*TASK ITEM*
Write out every line below again exactly as it stands, skipping each image.

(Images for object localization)
────────────────────

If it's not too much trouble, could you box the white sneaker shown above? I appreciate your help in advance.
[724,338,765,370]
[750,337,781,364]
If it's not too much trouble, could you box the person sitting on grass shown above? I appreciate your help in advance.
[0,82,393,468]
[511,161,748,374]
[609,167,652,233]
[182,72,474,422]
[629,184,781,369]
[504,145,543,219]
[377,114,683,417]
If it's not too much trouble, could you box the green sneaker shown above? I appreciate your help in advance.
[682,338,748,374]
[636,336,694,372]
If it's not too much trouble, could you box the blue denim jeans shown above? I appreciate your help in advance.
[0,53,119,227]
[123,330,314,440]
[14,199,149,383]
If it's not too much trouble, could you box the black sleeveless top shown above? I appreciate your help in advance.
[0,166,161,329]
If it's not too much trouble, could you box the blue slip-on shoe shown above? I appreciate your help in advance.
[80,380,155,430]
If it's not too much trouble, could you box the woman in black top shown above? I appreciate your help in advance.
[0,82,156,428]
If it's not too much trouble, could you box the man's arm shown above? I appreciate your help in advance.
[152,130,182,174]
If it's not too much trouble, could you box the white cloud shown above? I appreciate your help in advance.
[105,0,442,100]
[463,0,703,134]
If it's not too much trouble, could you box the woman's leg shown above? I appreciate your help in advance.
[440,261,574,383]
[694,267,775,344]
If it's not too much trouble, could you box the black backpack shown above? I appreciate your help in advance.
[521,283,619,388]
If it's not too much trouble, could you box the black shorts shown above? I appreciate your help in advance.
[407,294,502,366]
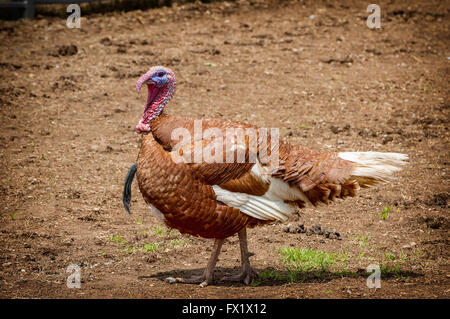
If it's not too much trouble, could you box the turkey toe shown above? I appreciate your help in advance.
[221,266,258,285]
[174,274,212,285]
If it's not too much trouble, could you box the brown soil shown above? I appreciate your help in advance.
[0,0,449,299]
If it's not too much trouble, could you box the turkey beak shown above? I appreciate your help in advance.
[136,72,153,94]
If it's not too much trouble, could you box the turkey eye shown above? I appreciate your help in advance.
[157,72,165,77]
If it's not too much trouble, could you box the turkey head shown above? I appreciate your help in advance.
[135,66,176,133]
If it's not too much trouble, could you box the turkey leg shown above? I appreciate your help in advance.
[221,227,258,285]
[174,238,223,288]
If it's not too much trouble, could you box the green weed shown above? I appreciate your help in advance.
[151,226,164,236]
[380,206,391,220]
[109,234,128,244]
[279,247,347,273]
[142,243,159,252]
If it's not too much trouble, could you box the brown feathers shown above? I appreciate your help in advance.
[219,171,270,196]
[136,113,371,239]
[272,143,358,205]
[137,132,266,239]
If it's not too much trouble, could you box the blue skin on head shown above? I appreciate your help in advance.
[151,70,168,87]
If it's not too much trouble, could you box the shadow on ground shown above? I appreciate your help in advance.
[140,266,423,287]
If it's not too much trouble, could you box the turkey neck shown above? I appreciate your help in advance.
[143,82,175,124]
[149,113,187,150]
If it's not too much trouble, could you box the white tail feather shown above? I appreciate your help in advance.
[338,152,408,181]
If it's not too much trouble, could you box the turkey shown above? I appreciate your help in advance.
[123,65,408,287]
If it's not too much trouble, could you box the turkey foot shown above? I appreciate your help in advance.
[173,273,211,288]
[221,228,257,285]
[221,264,258,285]
[170,238,224,288]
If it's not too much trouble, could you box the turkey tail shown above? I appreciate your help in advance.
[123,163,138,214]
[338,152,408,187]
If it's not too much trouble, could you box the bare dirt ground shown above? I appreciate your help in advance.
[0,0,449,299]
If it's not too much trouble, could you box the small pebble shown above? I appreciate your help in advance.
[296,224,306,233]
[283,223,293,233]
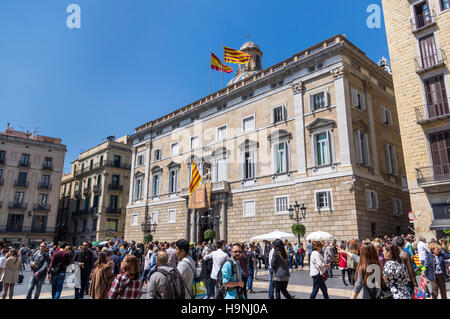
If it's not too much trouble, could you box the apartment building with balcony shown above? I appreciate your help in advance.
[56,136,132,246]
[124,35,411,244]
[0,126,66,247]
[382,0,449,240]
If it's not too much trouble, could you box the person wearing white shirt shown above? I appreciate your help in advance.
[417,236,431,265]
[309,241,330,299]
[203,240,228,298]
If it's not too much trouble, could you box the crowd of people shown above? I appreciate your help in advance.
[0,234,448,300]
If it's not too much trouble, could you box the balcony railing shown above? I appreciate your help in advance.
[89,207,99,215]
[25,226,56,234]
[0,225,23,233]
[74,160,131,176]
[33,204,51,211]
[106,207,122,215]
[42,163,53,170]
[108,184,123,191]
[92,185,102,194]
[416,163,450,186]
[415,98,450,123]
[411,10,436,32]
[83,187,91,195]
[9,202,27,210]
[14,180,29,188]
[38,183,52,190]
[415,49,447,72]
[18,160,30,168]
[74,190,82,198]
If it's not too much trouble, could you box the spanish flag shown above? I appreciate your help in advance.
[211,52,233,73]
[189,161,202,197]
[224,46,250,64]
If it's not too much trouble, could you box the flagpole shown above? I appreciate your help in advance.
[209,50,212,95]
[221,41,224,89]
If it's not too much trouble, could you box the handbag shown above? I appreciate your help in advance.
[18,271,24,284]
[50,263,63,276]
[367,286,393,299]
[312,258,329,282]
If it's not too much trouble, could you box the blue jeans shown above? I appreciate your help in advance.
[247,269,254,291]
[288,255,293,269]
[310,274,329,299]
[26,275,45,299]
[51,272,66,299]
[264,257,269,269]
[299,254,304,267]
[268,268,274,299]
[206,278,216,299]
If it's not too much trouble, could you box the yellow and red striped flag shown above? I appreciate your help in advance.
[189,161,202,196]
[211,52,233,73]
[224,46,250,64]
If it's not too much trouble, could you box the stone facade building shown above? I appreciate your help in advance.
[56,136,131,245]
[124,35,411,244]
[0,126,66,247]
[382,0,449,240]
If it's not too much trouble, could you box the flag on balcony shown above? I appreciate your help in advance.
[189,161,202,197]
[211,52,233,73]
[224,46,250,64]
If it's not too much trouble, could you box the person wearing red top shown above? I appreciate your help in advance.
[108,255,142,299]
[338,243,350,286]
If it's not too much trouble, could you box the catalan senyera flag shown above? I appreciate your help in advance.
[211,52,232,73]
[224,46,250,64]
[189,161,202,197]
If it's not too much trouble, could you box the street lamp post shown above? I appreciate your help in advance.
[141,215,157,241]
[288,201,307,246]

────────────────────

*WRITTEN RESPONSE*
If it's not too much trouble, could you box the white sneaker shown above? I appreciate your help in advance.
[724,338,765,370]
[750,337,781,364]
If it's not too much trouble, could you box the person sitting on grass shown above? I appreciate your help in advance.
[0,82,393,468]
[511,161,748,374]
[609,167,652,233]
[182,72,474,422]
[629,184,781,369]
[504,145,543,219]
[377,114,683,417]
If it's not too much trouble, could you box the green sneaker shown above? I appreciate your help in advance.
[682,338,748,374]
[636,336,694,372]
If it's not too much trouble, could you box the blue denim jeans shown above? I appreciate your help in advance.
[0,53,119,227]
[123,330,314,440]
[14,199,149,383]
If it's not too much trouble, could you box the black sleeveless top shown above? I appreciate your help in advance.
[0,166,161,329]
If it's not too much trouble, could you box the blue slip-on shoe shown above? I appreciate your help in advance.
[80,380,155,430]
If it's not too much trouble, could you box the woman in black top shown above? I appreciate your help in advance.
[0,82,156,428]
If it's not too much trouble, could you box the man's arm shown above? I appreciate your help in advance.
[152,130,182,174]
If it's not too much trouble, could you box the white cloud shown above? I appreciate your help in advance.
[105,0,442,100]
[463,0,703,134]
If it's not too much trouble, could you box the woman's leg shown above? I appreciate your help in advance.
[440,261,574,383]
[694,267,775,344]
If it's not too much trouble, could you box the black backpack shown above? I appreciate your help in advance.
[521,283,619,388]
If it's not too much trouble, could you box the black shorts shown above? I appreciate your help in advance.
[407,294,502,366]
If it's not too much trouble, could you box the turkey toe shown above? I appreciate your help in advance.
[221,266,258,285]
[174,274,212,285]
If it's not too much trouble, could you box the brown soil shown above? I appreciate your help in advance.
[0,0,449,299]
If it's not too much trouble, could you box the turkey beak shown above? I appreciate your help in advance.
[136,72,153,94]
If it's not too much trouble, could you box the turkey eye shown above? I appreciate your help in advance.
[157,72,165,77]
If it's not too much trouble, could you box the turkey head shown above? I appreciate your help in advance.
[135,66,176,133]
If it's not too much trouble, could you box the turkey leg shown above? I appreciate your help in advance.
[221,227,258,285]
[174,238,223,288]
If it's not too much trouble, could you box the green weed shown above? I appreciate your help in advance.
[151,226,164,236]
[380,206,391,220]
[109,234,128,244]
[279,247,347,273]
[142,243,159,252]
If it's not too much trouble, could you box the brown feathers shown above? I appreciate your help in advance.
[219,171,270,196]
[136,113,371,239]
[272,143,358,205]
[137,132,266,239]
If it's not too much trouble, could you box the blue skin on head shown above? I appreciate your help in advance.
[151,70,168,87]
If it's not too much trouble, could you box the shadow on ground shown above? I appreciate your help in advance.
[140,266,423,287]
If it's not too much trouble, could you box the turkey neck shown above? I appreciate your help in advance.
[143,82,175,124]
[149,113,187,150]
If it's not too much trouble, could you box the white tail feather shown above? I appreciate your help in advance.
[338,152,408,181]
If it's not too much trouble, could you box the turkey shown above? I appreciate your help in advance.
[123,65,408,287]
If it's not too much trouble, could you box the turkey foot shown above? I appreciate your help in advance.
[173,273,211,288]
[221,228,257,285]
[221,264,258,285]
[170,238,224,288]
If it's not too much trouble, could you box the turkey tail shown above? I appreciate your help in advance.
[123,163,138,214]
[338,152,408,187]
If it's not too much trouble, could you box the bare dirt ground shown above? I appreciate your help in advance.
[0,0,449,299]
If it's not too much trouble, could you box the small pebble shown above? I appreciate your help in advance.
[296,224,306,233]
[283,223,293,233]
If it's not too much trouble, could you box the apartment building with balcony shown above? I appreciate your help in advance.
[56,136,132,246]
[124,35,411,244]
[0,126,66,247]
[382,0,449,240]
If it's not too much trouble, could you box the person wearing white shirt shown above? I appreciate your help in advance.
[417,236,431,265]
[309,241,330,299]
[203,240,228,298]
If it's not too much trouble, could you box the crowd of people shown above? I appreciate your help in advance.
[0,234,448,300]
If it's not too much trouble, could you box the balcony railing shown above? I appreciate your help in advance.
[89,207,99,215]
[25,226,56,234]
[0,225,23,233]
[74,160,131,176]
[33,204,51,211]
[106,207,122,215]
[42,163,53,170]
[108,184,123,191]
[92,185,102,194]
[416,163,450,186]
[415,98,450,123]
[411,10,436,32]
[83,187,91,195]
[9,202,27,210]
[14,180,29,188]
[38,183,52,190]
[415,49,447,72]
[18,160,30,168]
[74,190,82,198]
If it's not too much trouble, could you box the spanish flag shown above? I appreciate your help in advance.
[211,52,233,73]
[189,161,202,197]
[224,46,250,64]
If it's not too much trouble, could you box the flagpole shown above? I appreciate your help in advance.
[209,50,212,95]
[221,41,224,89]
If it's not too much trouble, could you box the handbag shown above? I appreciate your help in advance.
[18,271,24,284]
[50,263,63,276]
[367,286,393,299]
[312,258,329,282]
If it's not too much trouble, could you box the blue jeans shown above? I appreciate your help in advance.
[247,269,254,291]
[288,255,293,269]
[310,274,329,299]
[26,275,45,299]
[51,272,66,299]
[264,257,269,269]
[299,254,304,267]
[268,268,274,299]
[206,278,216,299]
If it's not too much trouble, could you box the yellow and red striped flag shown above? I appreciate your help in advance.
[189,161,202,196]
[211,52,233,73]
[224,46,250,64]
If it's not too much trouble, could you box the stone facade building shown above? I appreciate your help in advance.
[56,136,131,245]
[124,35,411,244]
[0,126,66,247]
[382,0,449,240]
If it's not too much trouble, could you box the flag on balcony shown above? I appreciate your help in advance.
[189,161,202,197]
[211,52,233,73]
[224,46,250,64]
If it's not too much trouble, could you box the person wearing red top shown above? I appreciate your help in advance.
[108,255,142,299]
[338,243,350,286]
If it's not too much trouble, could you box the catalan senyera flag shown above? I appreciate your help in advance.
[211,52,232,73]
[224,46,250,64]
[189,161,202,197]
If it's not too much trouble, could you box the street lamp post shown above? I appreciate your help in advance.
[141,215,157,241]
[288,201,307,246]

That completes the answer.